Text for analysis:
+===+
Laser Tattoo Removal FAQQ. How does Laser Tattoo Removal work?
Laser Tattoo Removal works by directing laser energy at the tattoo which passes through the upper layers of skin and selectively targets the colour in the ink. The laser breaks the ink up into small fragments which the body then removes gradually over several weeks.
Q. Can I have just part of my tattoo removed?
Yes. As our laser forms a small beam we can selectively treat parts of tattoos such as an ex-partners name or another small area.
Q. I want it gone now-can I come back sooner than the recommended interval?
It takes time for the body to remove the fragments of ink so if you come back any sooner you wouldn’t be getting as good a result than if you were to wait the correct timeframe. We recommend 6 weekly intervals between treatments with our laser.
Q. How much does it cost?
Prices are on a consultation basis. We tailor our prices to suit each individuals needs. As no two tattoos are alike, there is not a one size fits all price. Please call for a free consultation.
Q. Does it hurt?
Everyone feels pain differently so it will depend on your individual tolerance. We use a Zimmer machine that blows cold air onto the area and this creates a numbing effect. The laser delivers the pulses of energy very quickly so it is over and done with in no time at all.
Q. Can I have permanent makeup / cosmetics removed?
No. As cosmetic tattooing uses a different ink it can sometimes react differently including turning darker or black. Once this darkening effect occurs it is practically impossible to remove. Our advice is make sure you see someone very qualified and are sure you can live with it forever before you get any permanent makeup done!
Q. I've had my tattoo treated before at another clinic / with another laser - can you still treat it?
Yes we can. In fact if you’re not happy with your results from another tattoo laser we suggest you try ours! Our Medlite C6 is a powerful Q-switched ND:YAG and is more effective on black and coloured inks than any other laser out there. By using multiple wavelengths we can selectively target stubborn colours and thus achieve a better end result.
+===+
Given information:
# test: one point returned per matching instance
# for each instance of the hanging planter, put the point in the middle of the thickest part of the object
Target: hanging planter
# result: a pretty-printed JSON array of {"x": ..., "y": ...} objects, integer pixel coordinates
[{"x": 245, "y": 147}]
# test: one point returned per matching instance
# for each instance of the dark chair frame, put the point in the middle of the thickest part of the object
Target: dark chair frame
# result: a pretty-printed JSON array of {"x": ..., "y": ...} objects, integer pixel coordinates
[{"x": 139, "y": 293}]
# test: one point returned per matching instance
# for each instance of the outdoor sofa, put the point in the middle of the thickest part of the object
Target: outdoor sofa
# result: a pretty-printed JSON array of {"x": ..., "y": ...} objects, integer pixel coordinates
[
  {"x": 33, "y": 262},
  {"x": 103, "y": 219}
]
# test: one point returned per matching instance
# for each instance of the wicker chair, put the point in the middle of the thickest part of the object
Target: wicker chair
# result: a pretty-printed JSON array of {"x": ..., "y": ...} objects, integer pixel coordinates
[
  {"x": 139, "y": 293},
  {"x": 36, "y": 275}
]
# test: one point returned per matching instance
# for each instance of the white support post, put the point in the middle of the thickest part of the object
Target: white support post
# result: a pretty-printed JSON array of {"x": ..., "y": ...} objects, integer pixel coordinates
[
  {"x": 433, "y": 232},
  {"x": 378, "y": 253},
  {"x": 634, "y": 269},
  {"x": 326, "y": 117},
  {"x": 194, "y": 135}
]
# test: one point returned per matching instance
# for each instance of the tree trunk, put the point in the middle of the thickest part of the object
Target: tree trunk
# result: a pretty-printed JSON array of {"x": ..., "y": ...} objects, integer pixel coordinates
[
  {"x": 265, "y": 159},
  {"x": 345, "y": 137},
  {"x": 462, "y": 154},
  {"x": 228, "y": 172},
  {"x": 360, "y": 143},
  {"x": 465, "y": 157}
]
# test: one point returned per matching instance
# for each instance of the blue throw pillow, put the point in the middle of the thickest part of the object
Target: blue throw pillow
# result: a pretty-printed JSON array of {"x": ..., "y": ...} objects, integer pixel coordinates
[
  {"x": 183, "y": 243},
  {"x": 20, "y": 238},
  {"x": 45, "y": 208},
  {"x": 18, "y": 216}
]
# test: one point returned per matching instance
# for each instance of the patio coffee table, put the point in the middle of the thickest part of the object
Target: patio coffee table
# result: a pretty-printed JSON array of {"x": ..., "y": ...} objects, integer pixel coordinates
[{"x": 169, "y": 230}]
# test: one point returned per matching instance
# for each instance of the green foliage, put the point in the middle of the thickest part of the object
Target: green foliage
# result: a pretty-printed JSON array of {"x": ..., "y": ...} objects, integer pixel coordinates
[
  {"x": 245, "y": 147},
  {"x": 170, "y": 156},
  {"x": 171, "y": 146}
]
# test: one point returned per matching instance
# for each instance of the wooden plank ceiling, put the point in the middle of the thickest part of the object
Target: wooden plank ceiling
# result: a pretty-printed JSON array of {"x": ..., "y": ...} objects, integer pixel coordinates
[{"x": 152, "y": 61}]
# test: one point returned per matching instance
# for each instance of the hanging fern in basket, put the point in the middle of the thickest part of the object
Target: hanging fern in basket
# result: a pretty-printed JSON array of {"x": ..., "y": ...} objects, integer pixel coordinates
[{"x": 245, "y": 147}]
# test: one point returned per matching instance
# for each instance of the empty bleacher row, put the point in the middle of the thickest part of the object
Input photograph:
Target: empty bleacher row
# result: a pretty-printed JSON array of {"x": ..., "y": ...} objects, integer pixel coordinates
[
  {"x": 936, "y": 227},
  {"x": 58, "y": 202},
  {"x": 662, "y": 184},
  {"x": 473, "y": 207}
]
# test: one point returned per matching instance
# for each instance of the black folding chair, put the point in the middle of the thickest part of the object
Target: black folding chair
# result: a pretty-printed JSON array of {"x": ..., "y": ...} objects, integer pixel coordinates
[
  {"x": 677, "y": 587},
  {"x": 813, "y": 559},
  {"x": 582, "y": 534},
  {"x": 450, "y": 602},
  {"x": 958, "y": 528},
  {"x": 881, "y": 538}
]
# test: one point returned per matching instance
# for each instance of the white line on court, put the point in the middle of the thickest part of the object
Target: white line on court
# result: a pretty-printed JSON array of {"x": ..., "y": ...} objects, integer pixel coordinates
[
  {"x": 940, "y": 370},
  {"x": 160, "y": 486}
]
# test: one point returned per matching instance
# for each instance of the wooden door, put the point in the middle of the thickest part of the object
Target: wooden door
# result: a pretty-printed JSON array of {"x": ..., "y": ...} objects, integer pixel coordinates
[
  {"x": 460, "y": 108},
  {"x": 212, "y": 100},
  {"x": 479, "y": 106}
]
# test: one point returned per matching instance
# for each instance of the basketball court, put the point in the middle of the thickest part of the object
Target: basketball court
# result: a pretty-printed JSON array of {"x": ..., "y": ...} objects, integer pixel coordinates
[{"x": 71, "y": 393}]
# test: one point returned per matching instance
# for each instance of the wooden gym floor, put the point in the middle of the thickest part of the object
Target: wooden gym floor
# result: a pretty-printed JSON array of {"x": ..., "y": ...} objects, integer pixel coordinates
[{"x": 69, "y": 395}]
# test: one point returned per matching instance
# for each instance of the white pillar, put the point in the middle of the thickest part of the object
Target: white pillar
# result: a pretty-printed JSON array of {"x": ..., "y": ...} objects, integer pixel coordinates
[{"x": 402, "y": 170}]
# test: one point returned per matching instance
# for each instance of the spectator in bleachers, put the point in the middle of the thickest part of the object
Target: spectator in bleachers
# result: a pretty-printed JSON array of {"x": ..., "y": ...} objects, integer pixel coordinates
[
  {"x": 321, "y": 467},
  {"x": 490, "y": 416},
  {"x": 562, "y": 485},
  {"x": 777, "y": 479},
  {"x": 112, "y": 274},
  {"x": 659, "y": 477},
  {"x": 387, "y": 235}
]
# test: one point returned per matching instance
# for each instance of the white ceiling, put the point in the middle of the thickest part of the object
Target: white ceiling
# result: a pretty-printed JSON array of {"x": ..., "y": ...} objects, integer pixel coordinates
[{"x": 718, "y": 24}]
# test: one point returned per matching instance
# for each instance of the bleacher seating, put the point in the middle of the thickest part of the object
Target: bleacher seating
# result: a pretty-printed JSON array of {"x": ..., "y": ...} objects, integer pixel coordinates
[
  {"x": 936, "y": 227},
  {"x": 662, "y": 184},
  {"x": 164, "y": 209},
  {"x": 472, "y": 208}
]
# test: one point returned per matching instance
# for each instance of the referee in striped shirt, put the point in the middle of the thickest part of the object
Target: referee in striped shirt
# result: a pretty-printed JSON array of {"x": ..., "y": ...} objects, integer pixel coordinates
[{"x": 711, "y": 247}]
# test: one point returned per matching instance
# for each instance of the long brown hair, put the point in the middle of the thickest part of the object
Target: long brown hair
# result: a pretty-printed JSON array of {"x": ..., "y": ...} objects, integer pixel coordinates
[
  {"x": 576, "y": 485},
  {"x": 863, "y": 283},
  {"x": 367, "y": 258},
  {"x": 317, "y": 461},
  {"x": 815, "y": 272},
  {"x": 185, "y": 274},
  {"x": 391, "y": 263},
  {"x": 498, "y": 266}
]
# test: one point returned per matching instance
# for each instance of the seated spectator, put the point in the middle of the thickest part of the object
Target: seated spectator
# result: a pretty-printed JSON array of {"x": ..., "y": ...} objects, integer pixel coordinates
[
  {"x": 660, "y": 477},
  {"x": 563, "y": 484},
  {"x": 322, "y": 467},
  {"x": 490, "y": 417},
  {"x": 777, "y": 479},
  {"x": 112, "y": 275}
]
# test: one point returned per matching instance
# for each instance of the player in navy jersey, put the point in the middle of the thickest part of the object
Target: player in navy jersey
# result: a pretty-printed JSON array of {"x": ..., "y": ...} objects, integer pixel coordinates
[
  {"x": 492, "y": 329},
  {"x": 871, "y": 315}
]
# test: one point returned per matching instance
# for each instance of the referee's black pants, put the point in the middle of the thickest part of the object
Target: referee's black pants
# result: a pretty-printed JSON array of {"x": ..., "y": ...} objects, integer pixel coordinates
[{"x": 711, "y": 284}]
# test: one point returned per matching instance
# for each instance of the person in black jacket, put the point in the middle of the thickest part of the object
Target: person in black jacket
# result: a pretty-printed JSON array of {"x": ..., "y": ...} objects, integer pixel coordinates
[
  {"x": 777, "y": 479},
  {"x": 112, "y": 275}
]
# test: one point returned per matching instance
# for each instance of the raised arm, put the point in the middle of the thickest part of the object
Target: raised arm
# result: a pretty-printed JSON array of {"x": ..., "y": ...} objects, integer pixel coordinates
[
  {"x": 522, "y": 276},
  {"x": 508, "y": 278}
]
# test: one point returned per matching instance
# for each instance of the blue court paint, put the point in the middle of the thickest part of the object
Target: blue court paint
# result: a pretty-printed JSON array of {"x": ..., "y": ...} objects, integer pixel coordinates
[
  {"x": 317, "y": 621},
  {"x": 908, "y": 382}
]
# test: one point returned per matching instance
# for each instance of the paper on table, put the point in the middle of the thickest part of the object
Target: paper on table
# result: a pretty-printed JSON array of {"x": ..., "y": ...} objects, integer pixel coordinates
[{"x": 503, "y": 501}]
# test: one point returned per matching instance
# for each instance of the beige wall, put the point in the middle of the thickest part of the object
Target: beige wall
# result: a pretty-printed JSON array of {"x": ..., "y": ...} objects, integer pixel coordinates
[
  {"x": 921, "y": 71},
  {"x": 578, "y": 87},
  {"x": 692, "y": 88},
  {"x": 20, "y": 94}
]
+===+
Tasks to complete:
a - Retype the part of the laser tattoo removal FAQ between "Everyone feels pain" and "still treat it?", inclusive.
b - Decide whether each statement below agrees with the laser tattoo removal FAQ, answering yes or no and quoting the words of the FAQ that decide it. (i) The recommended interval between treatments is 6 weeks. (ii) The clinic removes permanent makeup. (iii) The clinic uses a machine that blows cold air onto the treated area.

Task results:
a -
Everyone feels pain differently so it will depend on your individual tolerance. We use a Zimmer machine that blows cold air onto the area and this creates a numbing effect. The laser delivers the pulses of energy very quickly so it is over and done with in no time at all.
Q. Can I have permanent makeup / cosmetics removed?
No. As cosmetic tattooing uses a different ink it can sometimes react differently including turning darker or black. Once this darkening effect occurs it is practically impossible to remove. Our advice is make sure you see someone very qualified and are sure you can live with it forever before you get any permanent makeup done!
Q. I've had my tattoo treated before at another clinic / with another laser - can you still treat it?

b -
(i) Yes: "We recommend 6 weekly intervals between treatments with our laser."
(ii) No: "Q. Can I have permanent makeup / cosmetics removed?" is answered "No."
(iii) Yes: "We use a Zimmer machine that blows cold air onto the area and this creates a numbing effect."